■ **Exercise brief**: Output exactly the lines between the line that contains "Tag every instance of the mist" and the last line of the material, counting both.

■ **Extracted information**:
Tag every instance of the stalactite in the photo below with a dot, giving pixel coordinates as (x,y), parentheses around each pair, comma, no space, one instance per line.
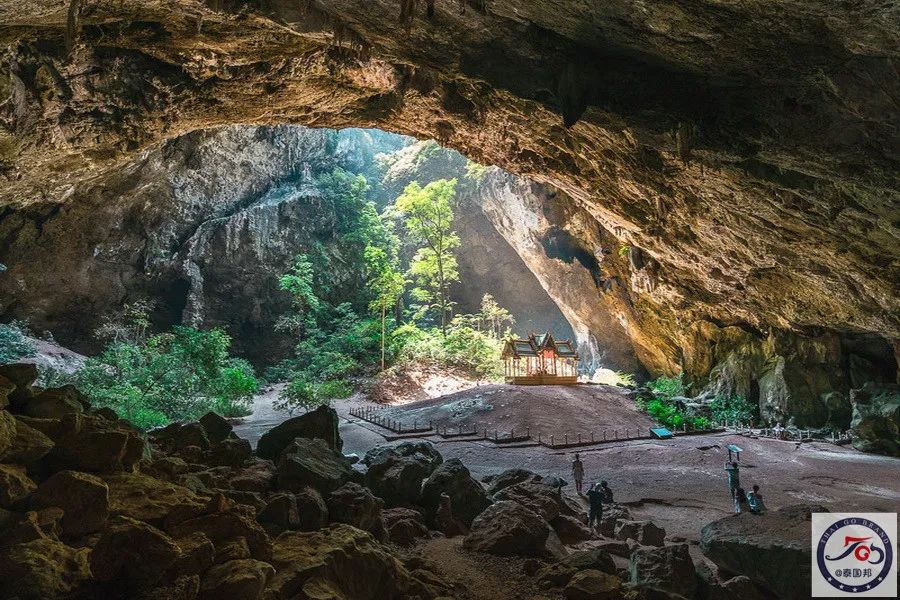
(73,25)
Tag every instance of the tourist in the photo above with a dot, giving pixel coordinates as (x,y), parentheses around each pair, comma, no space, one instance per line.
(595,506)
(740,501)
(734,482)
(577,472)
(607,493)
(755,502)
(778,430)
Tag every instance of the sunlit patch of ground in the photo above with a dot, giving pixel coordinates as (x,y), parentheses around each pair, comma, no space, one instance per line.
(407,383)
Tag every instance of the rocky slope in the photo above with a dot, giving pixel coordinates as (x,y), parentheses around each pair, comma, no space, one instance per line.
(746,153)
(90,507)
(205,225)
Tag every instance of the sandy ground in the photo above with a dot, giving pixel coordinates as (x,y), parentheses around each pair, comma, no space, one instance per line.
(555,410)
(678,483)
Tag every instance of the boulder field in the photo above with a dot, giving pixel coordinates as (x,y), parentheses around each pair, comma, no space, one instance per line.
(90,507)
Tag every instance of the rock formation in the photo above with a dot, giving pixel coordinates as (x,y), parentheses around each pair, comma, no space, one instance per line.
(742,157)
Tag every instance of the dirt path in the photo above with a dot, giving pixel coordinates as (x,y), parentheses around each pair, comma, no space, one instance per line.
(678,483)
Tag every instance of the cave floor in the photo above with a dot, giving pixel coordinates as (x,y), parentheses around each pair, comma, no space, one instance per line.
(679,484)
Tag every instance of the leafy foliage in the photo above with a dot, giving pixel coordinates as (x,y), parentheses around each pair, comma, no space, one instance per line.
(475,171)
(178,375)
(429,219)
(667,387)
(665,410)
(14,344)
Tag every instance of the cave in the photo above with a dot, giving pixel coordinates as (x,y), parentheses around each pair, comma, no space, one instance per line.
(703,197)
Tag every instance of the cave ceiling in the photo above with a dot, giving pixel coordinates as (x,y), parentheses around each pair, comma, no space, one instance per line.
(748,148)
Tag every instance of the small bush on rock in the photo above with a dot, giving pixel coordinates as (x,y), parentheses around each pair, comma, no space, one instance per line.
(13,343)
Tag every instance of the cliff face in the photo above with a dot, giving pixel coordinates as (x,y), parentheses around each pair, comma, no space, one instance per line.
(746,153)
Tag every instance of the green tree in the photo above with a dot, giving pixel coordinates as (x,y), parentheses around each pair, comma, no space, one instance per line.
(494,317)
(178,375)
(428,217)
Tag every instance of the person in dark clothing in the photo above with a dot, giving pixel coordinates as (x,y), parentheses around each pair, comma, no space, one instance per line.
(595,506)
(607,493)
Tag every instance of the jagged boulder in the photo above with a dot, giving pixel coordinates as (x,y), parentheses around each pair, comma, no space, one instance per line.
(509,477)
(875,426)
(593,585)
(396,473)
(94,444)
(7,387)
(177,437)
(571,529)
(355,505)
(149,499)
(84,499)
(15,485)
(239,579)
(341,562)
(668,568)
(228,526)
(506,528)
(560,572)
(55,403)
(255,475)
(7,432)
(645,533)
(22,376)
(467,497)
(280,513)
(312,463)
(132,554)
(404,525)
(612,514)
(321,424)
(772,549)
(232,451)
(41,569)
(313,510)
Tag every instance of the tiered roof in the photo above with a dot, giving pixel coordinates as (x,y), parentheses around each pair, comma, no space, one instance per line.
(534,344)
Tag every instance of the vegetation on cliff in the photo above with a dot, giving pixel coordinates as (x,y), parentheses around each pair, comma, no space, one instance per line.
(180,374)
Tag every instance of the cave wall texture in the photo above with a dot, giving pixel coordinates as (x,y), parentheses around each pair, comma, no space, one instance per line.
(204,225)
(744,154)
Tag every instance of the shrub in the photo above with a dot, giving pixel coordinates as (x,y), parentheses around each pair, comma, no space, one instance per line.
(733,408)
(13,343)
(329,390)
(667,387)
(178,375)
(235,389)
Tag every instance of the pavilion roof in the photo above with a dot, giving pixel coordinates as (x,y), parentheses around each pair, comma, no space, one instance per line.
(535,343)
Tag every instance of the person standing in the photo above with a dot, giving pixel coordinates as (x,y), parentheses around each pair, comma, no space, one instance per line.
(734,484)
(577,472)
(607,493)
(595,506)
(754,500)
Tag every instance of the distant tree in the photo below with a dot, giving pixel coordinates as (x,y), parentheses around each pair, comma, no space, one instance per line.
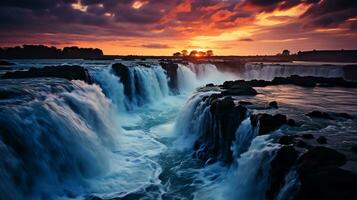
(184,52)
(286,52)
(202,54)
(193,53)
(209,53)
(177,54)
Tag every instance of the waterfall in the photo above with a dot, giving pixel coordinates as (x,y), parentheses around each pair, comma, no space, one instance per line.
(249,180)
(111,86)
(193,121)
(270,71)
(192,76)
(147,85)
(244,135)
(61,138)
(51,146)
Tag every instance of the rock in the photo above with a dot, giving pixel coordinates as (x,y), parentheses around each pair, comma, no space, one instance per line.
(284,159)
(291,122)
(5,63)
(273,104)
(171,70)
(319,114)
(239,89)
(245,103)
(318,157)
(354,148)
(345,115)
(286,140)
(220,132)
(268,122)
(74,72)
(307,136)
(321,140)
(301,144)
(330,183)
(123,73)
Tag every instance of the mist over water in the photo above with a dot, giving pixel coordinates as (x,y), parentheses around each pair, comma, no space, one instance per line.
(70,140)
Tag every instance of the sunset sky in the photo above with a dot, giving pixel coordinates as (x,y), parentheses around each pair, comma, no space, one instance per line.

■ **Answer for this exercise**:
Tag every instance of the mist over water in the photo above with a dot, giving pixel coordinates as (x,y), parentheses around each pair, comma, no space, one instance per line.
(70,140)
Tag every instance of the sunset sky in the photo above with a dot, giving pixel coordinates as (x,y), parentheses around each pair, comma, no space, one instance per line.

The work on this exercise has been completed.